--- TEXT BLOCK ---

The approach taken in this work actually represents a marriage of
two technologies. “The availability of the human genome sequence
allows scientists to scan sequences to identify kinases, and the
increased speed with which DNA can be sequenced enables us to rapidly
search for mutations in those kinases in human cancers,” said
Markowitz.
In beginning their survey of the kinome for kinases activated in
colon cancers, the group first explored tyrosine kinases and related
enzymes. To reduce the amount of gene sequencing required, they focused
their search on mutations in the “kinase domain” of these
enzymes, which is the region that is principally responsible for
enzymatic activity.
“The kinase motifs are fairly stereotypical,” said
Markowitz. “They always include an adenosine triphosphate binding
site and a set of conserved amino acid residues. That motif makes it
possible to identify kinases using computer-based information and to
screen genome sequences for all of the possibilities.”
“We figured that if there were going to be mutations that
constitutively activated these enzymes, and that would thus be
targetable by drugs, the kinase domains would be the ones to go
for,” said Vogelstein.
The researchers first identified the kinase domains of 138 tyrosine
kinases and similar enzymes from the kinome database. They next
extracted these same domains from 35 colorectal cancer cell lines, most
of which had been generated by Markowitz and his colleagues. They then
sequenced those domains for comparison.
Their studies revealed mutations within the kinase domains in 14
genes. The researchers then analyzed another 147 colorectal cancer cell
lines in the same way for kinase-domain mutations in these genes, and
then sequenced the entire coding region of all kinases that were
mutated, in all discovering 46 new mutations.
The major difficulty, said Vogelstein, was distinguishing the
“signal from the noise,” in this case, the mutations that
would trigger cancer from the huge number of harmless variants in
kinase genes. “We saw hundreds of changes in genes in cancer
cells that had not been identified before, and for each of these, HHMI
research associate Alberto Bardelli had to perform comparisons with the
normal tissues of the same patient, to see if the mutation was specific
to the cancer,” he said.
Analyses of mutations unique to the cancer cells strongly indicated
that the mutations affect the function of the tyrosine kinases in the
cells, constitutively activating them, said Vogelstein. “Most
importantly, they were in positions of the kinase domains predicted to
alter function, based on analogous mutations that have been seen before
in other kinases,” he said.

--- DATA ---

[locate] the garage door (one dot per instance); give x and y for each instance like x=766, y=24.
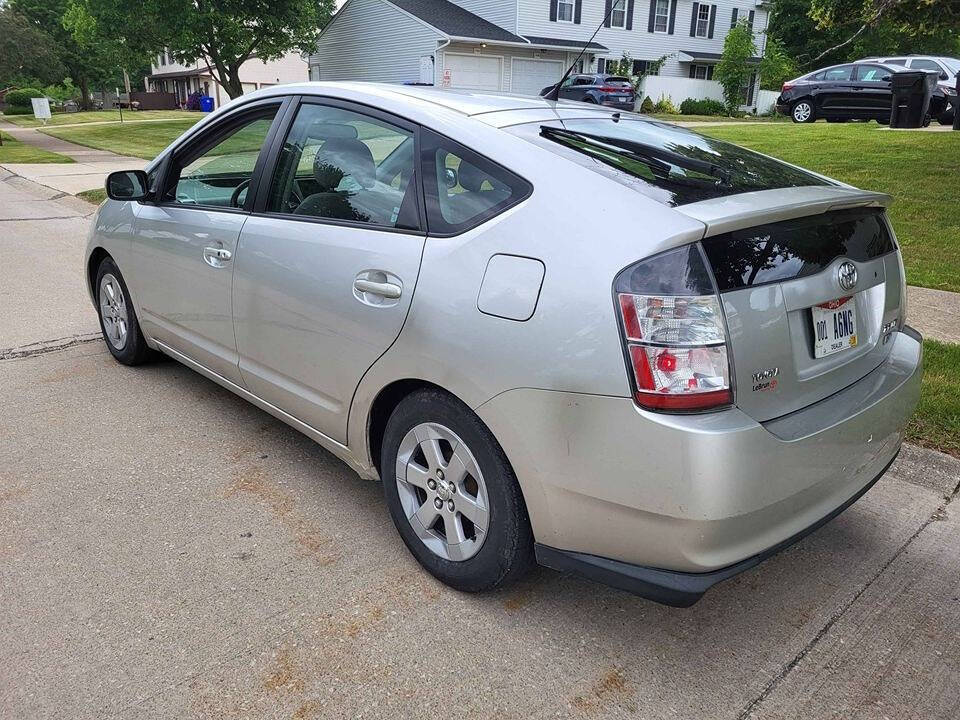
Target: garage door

---

TASKS TO PERFORM:
1. Reproduce the kinase passage between "The researchers first" and "domains for comparison.", inclusive, renaming "domains" as "regions" throughout.
2. Indicate whether each statement agrees with the kinase passage, answering yes or no and quoting the deciding words: (a) The researchers extracted the kinase domains from 35 colorectal cancer cell lines. (b) The kinase domains of 200 tyrosine kinases and similar enzymes were first identified from the kinome database. (c) Altogether, the work uncovered 46 new mutations.
3. Extend the kinase passage beyond its final sentence.
The listing plays no part in this work.

ACTIVITY ANSWERS:
1.
The researchers first identified the kinase regions of 138 tyrosine
kinases and similar enzymes from the kinome database. They next
extracted these same regions from 35 colorectal cancer cell lines, most
of which had been generated by Markowitz and his colleagues. They then
sequenced those regions for comparison.

2.
(a) Yes: "extracted these same domains from 35 colorectal cancer cell lines"
(b) No: "identified the kinase domains of 138 tyrosine kinases and similar enzymes from the kinome database"
(c) Yes: "in all discovering 46 new mutations"

3.
According to Vogelstein, these studies of the mutations indicate
that about 30 percent of colorectal cancers have mutations in at least
one kinase, meaning that these cancers will theoretically be vulnerable
to drugs that can block the action of the kinases.
The survey method demonstrated by the researchers could have a
profound impact on colon cancer treatment strategies, said Vogelstein.
“We envision that in the future, there could be tailored cancer
therapies. For example, each patient with colon cancer could have a
diagnostic analysis to determine which kinases are activated by
mutation — an easy task once you know which ones to look for. Then,
that patient could be treated with a drug that specifically targets
that kinase.”
More broadly, he said, the approach could impact treatment of other
types of cancer. “I think it's a perfectly reasonable speculation
to suggest that ultimately a great majority of cancers will be found to
have at least one drug-targetable mutation, and this could lead to new
avenues for individualized therapy,” he said.
“Two of the major questions to be addressed by our
laboratories are the functional consequences of the mutations we are
finding, and whether these kinases are targets for drugs,” said
Markowitz. “Discovering a new oncogene in a tumor now allows one
to ask the next big questions, what happens when you turn it off? How
big an impact will it have on the behavior of the tumor? Gleevec works
so well in chronic myeloid leukemia because it turns off a tyrosine
kinase that dramatically reverses the cancer process.”